-- Start of SOURCE PASSAGE --

Sun | Jul 25, 2021

The fate of the USA's FATCA law

Published:Thursday | July 17, 2014 | 12:00 AM

Ramesh Sujanani, Guest Columnist

The fate of 'FATCA' now hangs in the balance. Arranged to be a January 2014 regulation, it is now a July-planned regulation, ostensibly to give the FFIs (Foreign Financial Institutions) time to get their house in order and then register and be accepted. Internal Revenue Service Notice 2013-14 authorises the decision, and that is supported by the US Treasury Department, administered by Treasury Deputy Robert B. Stack.

The reason given for the delay is that the FFIs are overwhelmed by closures of accounts by consumers and customers all over the world. Apparently, FATCA is a law that everyone seems to dislike, and most need the time to be compliant (ref: Forbes magazine, December 2013, and January 2014). In and out of the USA, banks and other FFIs must report account numbers, balances, names and addresses, US tax identification numbers and Jamaican, of course, of any and every substantive owner with a US status, bank account, and other US income sources.

At the very outset, when this law was being introduced, I was of the impression it was further control of the bandits that operate in our region, with drugs, guns and ammunition, and human traffic, and I calculated that all that was required of a Jamaican FFI was a complete and accurate source of funds of any client; but that is only a mask. What is more important to the US government, and by collaboration within foreign governments, who would have equity in the various incomes, is the matter of taxes, or rather tax evasion in the USA; and then, by association, tax evasion in Jamaica or any country.

deplorable, dishonest

What is deplorable and dishonest is that the presentation made to business people like myself four years ago was that this was a major criminal search. In part perhaps, but basically intended for one having any type of asset - money, property, whether personal or belonging to a spouse - not declared but still taxable to make it worthwhile for the US government to extract more. (Spouses no longer should make decisions to have joint accounts for fear of being incorporated into a wider issue.)

It appears now that the IRS has made dual taxation agreements called IGAs (intergovernmental agreements) and will swap information about Jamaicans and Americans, and has made this pact with 50 other countries, still pursuing the matter with 80 others. IGAs are the preferred instrument with larger countries, for instance the G8 countries. Yet, I do not understand how they can circumvent the laws of Jamaica and pass an act that defies the constitution of this or any country.

-- End of SOURCE PASSAGE --
-- Start of LISTED RECORDS --

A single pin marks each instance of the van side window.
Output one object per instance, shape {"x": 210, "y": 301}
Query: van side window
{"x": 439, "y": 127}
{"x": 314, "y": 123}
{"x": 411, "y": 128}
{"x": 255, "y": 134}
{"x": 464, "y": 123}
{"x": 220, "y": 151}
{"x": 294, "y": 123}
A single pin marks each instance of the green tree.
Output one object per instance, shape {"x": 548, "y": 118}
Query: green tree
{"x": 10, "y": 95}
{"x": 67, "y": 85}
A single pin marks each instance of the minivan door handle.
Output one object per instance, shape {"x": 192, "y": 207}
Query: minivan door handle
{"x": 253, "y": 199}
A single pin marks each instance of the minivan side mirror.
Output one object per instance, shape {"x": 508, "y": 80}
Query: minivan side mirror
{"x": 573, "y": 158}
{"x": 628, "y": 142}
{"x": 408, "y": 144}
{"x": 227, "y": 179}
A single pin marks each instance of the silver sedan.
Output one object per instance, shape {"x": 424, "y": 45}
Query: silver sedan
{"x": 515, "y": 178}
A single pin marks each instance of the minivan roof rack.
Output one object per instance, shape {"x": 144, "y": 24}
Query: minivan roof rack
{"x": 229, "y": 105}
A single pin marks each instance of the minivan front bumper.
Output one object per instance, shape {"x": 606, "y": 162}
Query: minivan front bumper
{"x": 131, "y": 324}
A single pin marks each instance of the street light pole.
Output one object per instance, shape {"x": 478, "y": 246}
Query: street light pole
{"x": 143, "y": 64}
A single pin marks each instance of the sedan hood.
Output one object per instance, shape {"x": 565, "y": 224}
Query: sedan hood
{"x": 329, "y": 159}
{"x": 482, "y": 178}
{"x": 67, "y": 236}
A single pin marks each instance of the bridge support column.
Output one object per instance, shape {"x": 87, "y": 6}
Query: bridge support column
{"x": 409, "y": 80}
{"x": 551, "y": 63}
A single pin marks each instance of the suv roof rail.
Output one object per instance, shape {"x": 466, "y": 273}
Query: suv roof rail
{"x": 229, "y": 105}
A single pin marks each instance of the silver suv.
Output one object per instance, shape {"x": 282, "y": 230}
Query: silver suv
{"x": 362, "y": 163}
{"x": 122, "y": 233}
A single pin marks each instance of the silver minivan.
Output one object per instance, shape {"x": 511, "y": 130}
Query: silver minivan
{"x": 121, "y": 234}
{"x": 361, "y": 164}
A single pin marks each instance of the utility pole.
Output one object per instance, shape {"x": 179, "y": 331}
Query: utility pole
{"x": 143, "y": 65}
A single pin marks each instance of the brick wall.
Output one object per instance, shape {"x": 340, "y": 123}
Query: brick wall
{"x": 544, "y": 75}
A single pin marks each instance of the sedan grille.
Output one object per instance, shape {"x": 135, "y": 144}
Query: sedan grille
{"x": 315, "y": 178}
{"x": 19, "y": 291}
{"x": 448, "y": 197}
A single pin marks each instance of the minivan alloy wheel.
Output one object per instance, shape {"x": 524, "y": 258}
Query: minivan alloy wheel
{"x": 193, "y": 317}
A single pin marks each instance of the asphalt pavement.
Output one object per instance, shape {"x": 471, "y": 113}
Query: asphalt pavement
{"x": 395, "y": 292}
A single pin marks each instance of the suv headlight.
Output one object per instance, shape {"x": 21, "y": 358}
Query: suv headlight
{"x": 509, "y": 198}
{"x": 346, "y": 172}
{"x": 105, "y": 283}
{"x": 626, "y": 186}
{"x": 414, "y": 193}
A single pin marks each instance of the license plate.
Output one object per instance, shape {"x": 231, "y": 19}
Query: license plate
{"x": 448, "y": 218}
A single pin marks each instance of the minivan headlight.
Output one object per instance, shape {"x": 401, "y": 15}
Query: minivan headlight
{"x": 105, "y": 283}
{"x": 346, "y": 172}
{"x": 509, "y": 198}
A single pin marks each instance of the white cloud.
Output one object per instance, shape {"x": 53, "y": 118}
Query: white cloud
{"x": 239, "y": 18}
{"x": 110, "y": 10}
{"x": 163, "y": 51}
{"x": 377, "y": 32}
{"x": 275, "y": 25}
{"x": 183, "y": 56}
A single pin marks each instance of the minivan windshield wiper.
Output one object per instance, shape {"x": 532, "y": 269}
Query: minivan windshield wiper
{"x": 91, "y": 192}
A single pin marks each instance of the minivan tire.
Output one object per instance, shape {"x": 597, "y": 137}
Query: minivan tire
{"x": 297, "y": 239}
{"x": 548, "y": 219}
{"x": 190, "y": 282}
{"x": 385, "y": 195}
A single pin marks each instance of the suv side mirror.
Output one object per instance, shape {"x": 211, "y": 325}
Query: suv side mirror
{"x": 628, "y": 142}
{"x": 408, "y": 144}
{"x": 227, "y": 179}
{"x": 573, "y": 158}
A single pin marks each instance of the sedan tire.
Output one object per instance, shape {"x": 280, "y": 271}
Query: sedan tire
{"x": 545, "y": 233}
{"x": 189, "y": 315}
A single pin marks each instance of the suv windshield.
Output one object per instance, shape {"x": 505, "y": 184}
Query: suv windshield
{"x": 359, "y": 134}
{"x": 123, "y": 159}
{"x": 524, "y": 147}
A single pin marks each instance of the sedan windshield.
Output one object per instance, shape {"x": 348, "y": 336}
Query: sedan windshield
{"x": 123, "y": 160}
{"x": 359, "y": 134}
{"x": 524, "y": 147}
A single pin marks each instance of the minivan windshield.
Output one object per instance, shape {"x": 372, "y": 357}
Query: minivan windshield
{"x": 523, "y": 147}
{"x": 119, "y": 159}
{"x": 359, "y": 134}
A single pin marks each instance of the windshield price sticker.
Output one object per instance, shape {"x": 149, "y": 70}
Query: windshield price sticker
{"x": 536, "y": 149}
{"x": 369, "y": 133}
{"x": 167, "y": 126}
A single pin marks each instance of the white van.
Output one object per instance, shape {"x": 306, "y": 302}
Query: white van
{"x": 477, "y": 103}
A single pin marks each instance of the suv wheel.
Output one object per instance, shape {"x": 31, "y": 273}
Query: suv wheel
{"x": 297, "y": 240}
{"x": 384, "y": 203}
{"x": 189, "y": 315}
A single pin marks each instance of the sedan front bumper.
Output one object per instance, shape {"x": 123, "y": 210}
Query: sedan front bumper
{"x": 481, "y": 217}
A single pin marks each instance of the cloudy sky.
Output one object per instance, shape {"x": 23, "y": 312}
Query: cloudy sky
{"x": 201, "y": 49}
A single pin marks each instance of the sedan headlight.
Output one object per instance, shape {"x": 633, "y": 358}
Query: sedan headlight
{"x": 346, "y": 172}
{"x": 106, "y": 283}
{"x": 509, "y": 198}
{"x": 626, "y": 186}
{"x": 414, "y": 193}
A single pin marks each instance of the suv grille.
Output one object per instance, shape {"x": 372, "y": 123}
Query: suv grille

-- End of LISTED RECORDS --

WRITTEN PROBLEM:
In the column on FATCA, which IRS notice authorizes the delay of the regulation?

SOLUTION TO THE PROBLEM:
Internal Revenue Service Notice 2013-14